**Your objective:**
Transcribe all of the data exactly. Omit the pictures.

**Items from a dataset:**
§ §
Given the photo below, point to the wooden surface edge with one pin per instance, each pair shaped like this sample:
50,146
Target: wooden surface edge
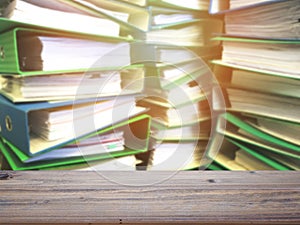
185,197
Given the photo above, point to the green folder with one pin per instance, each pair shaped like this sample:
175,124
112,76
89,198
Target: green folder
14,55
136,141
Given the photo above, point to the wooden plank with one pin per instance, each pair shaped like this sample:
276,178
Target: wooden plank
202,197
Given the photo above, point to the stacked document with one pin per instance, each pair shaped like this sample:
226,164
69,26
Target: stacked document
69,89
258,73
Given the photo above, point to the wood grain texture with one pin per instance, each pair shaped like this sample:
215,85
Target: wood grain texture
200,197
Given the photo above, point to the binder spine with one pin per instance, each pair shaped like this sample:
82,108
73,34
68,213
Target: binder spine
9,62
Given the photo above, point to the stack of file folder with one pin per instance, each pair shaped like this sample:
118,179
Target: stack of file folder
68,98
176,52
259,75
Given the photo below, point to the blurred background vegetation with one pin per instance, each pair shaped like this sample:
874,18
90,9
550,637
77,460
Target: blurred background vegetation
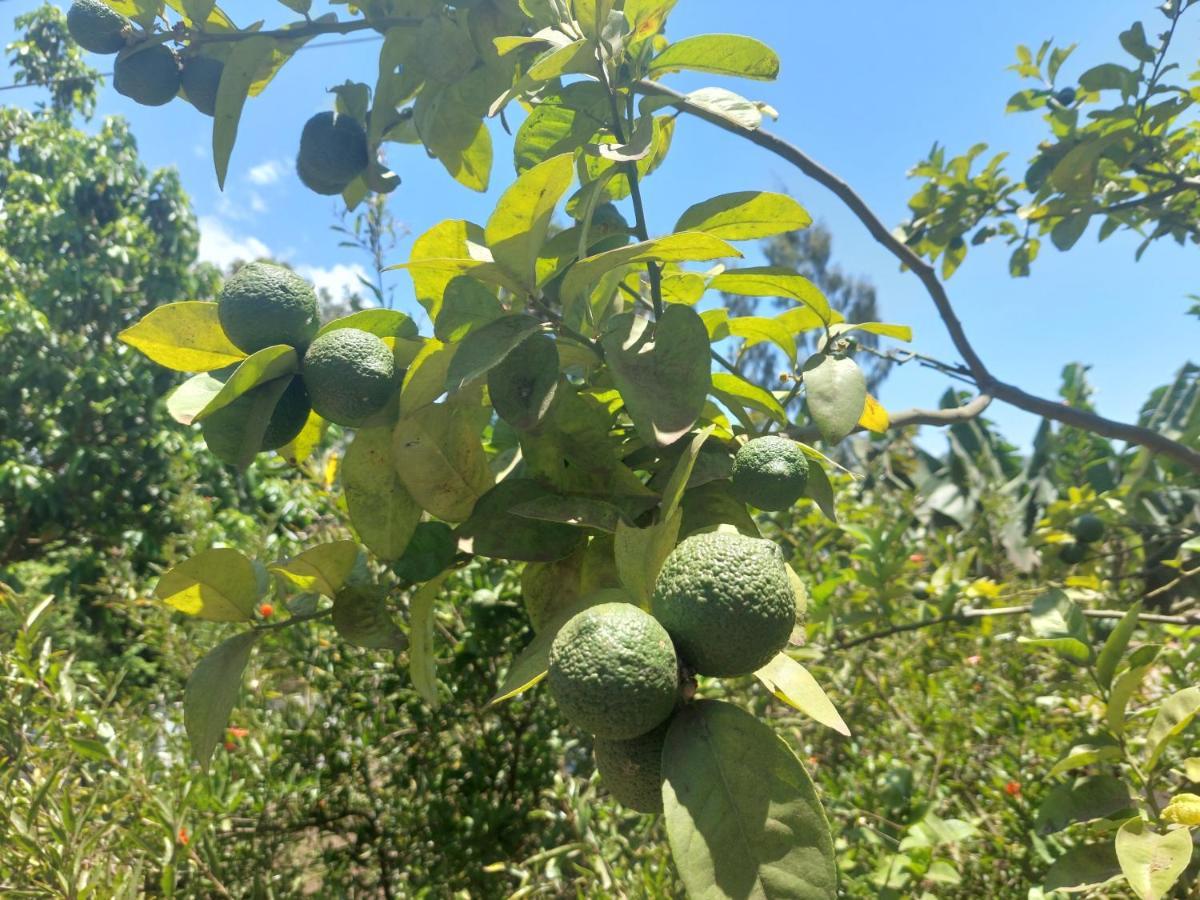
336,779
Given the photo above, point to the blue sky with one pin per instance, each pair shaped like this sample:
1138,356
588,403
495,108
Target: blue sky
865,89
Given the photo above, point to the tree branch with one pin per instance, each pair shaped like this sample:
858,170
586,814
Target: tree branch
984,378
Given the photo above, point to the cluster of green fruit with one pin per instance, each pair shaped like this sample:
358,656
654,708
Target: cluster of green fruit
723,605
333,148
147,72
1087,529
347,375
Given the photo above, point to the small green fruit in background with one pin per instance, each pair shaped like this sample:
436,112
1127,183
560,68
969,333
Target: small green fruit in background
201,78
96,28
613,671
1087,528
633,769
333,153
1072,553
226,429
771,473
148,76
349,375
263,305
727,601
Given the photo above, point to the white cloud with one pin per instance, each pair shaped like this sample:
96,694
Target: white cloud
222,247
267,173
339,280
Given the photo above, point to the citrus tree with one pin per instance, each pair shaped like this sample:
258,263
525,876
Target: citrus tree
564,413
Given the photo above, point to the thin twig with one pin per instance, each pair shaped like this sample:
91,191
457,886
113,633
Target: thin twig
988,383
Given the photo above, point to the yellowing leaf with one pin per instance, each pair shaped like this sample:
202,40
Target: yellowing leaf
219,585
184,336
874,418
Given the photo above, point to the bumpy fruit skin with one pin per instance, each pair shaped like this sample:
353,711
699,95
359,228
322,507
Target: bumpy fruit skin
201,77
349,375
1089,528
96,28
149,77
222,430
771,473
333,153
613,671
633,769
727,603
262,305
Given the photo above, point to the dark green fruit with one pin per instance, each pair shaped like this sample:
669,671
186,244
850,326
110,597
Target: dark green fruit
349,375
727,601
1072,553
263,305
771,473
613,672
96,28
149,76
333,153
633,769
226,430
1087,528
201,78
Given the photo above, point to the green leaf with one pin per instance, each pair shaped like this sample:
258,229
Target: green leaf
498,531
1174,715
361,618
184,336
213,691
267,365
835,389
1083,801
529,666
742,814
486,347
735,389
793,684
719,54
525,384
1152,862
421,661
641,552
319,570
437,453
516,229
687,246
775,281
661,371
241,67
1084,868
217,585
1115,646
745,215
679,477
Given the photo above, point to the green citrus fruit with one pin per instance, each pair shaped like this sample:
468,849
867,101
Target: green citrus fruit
§ §
**Task solution:**
Given the photo below, point to the wooden surface edge with one pin per instance, each pair shaped like this sample:
50,146
Target: wooden surface edge
185,197
Given the photo above, point to the green folder with one pin per instance, each pair shaped like this sample:
175,124
112,76
89,198
Target: green folder
14,55
136,141
Given the photo above, point to the wooden plank with one pin per instance, each pair shaped like this sample:
276,178
Target: wooden plank
202,197
Given the photo above, point to the stacked document with one pin per instance, each pair shaped like this sample:
226,164
69,26
Target: stacked document
69,89
258,73
Given the photo above, point to the wood grain texture with one pin per instance, each pair shaped like this sample:
215,85
Target: wood grain texture
200,197
Given the photo above, point to the binder spine with one pin per instance, each pair shaped like this sample:
82,108
73,34
68,213
Target: binder spine
9,62
Given the photo above, point to the stack of file folder with one pin per instance, each pair shaped like this sample:
118,179
Target: stack of file folder
68,98
176,52
259,75
Given the photo below, point to the blurred background vegetation with one pin per instance, each pair shaped like this sample:
874,18
90,9
550,637
77,460
Target: blurred background vegetation
336,779
Given the photo above, point to the blue sky with one pin per instance, each pair shaped like this sample:
1138,356
588,403
495,108
Target: blue sky
865,89
Given the photo above, point to the tree branch with one pin per instance, each pair shaped like this sample:
858,170
586,814
Target: tree branch
984,378
Given the photo above, point to the cluster of green fruit with one pin per instance, each pair shaped like this sample:
358,656
654,708
Target: cluster of green fruit
723,605
333,148
147,72
1087,529
347,375
Given the photo above, point to the small green fruit in background with one pin per instance, each pair shaped like this sample:
436,112
1127,183
560,68
969,333
Target: small green fruit in background
201,78
96,28
613,671
1087,528
633,769
333,153
1072,553
226,429
771,473
148,76
349,375
263,305
727,601
Given the photo above, point to the white cloud with one pin per instance, each pair shaped like this sample:
96,694
Target: white cloud
222,247
267,173
339,280
Given the photo above, point to the citrus tree with one pin per instance, each pair shaped like this sample:
258,263
525,876
Target: citrus tree
564,413
Given the photo above, point to the thin twig with one pin per instance, each pair shaped like this sample:
91,191
457,886
113,633
Target: thin twig
988,383
Given the photo above, point to the yellowing leaf with one pin per instance, each pair shaped like this sample:
202,40
Target: yellowing leaf
219,585
184,336
874,418
Given the photo above, point to the bumpy fruit skin with one pin per instance, each pair shaped like this sample:
353,711
699,95
359,228
322,507
Target: bumpy fruit skin
201,77
349,375
1089,528
96,28
149,77
222,430
771,473
333,153
613,671
633,769
727,603
262,305
Given the photo above, point to the dark green fruit with one pin per instance, each pair shaped like this sample:
669,671
186,244
850,326
110,597
Target: dark green fruit
349,375
727,601
1072,553
263,305
771,473
613,672
96,28
149,76
333,153
633,769
226,430
1087,528
201,78
Given the photo above, point to the green leaf with one pin per instance, each pair shaped like this sample:
258,229
Target: green leaf
498,531
1174,715
361,618
184,336
213,691
267,365
835,389
1083,801
529,666
742,814
486,347
735,389
793,684
719,54
525,384
1152,862
421,661
641,552
319,570
437,453
516,229
687,246
775,281
661,371
241,67
1084,868
217,585
1115,646
745,215
679,477
Given the photo above, point to the green citrus fruit with one pin per instance, each pair shaped like this sample:
468,849
867,101
Target: green citrus fruit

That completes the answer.